[Records to use start]

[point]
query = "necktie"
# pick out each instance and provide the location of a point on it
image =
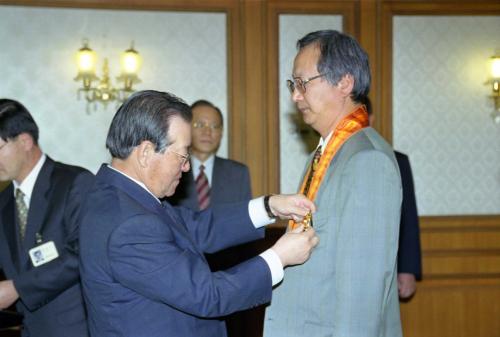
(22, 212)
(202, 189)
(314, 167)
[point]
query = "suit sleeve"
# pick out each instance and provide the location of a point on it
(146, 257)
(409, 254)
(221, 226)
(40, 285)
(366, 243)
(246, 186)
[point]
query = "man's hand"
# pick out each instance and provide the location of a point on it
(295, 247)
(406, 285)
(291, 206)
(8, 294)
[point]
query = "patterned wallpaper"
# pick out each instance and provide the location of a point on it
(441, 112)
(183, 53)
(295, 146)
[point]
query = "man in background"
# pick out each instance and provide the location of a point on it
(39, 222)
(349, 286)
(216, 181)
(409, 252)
(142, 261)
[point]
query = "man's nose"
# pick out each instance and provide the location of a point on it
(297, 95)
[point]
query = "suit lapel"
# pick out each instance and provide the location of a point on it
(9, 224)
(39, 202)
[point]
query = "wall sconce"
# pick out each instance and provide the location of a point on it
(495, 85)
(104, 91)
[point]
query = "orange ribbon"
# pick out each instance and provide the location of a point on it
(348, 126)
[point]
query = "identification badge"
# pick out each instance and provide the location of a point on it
(44, 253)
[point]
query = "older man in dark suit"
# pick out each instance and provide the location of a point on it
(142, 261)
(38, 230)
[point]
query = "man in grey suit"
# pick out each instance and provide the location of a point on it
(349, 286)
(39, 219)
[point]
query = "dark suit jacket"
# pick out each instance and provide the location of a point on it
(50, 295)
(409, 259)
(230, 183)
(143, 269)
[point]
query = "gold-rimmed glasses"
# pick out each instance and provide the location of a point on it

[Records to use end]

* Goal of the exercise *
Report how many lines in the entries above contain the string "dark". Case counts, so a match must have the same capitalization. Give only the number.

* Reply to the exercise *
2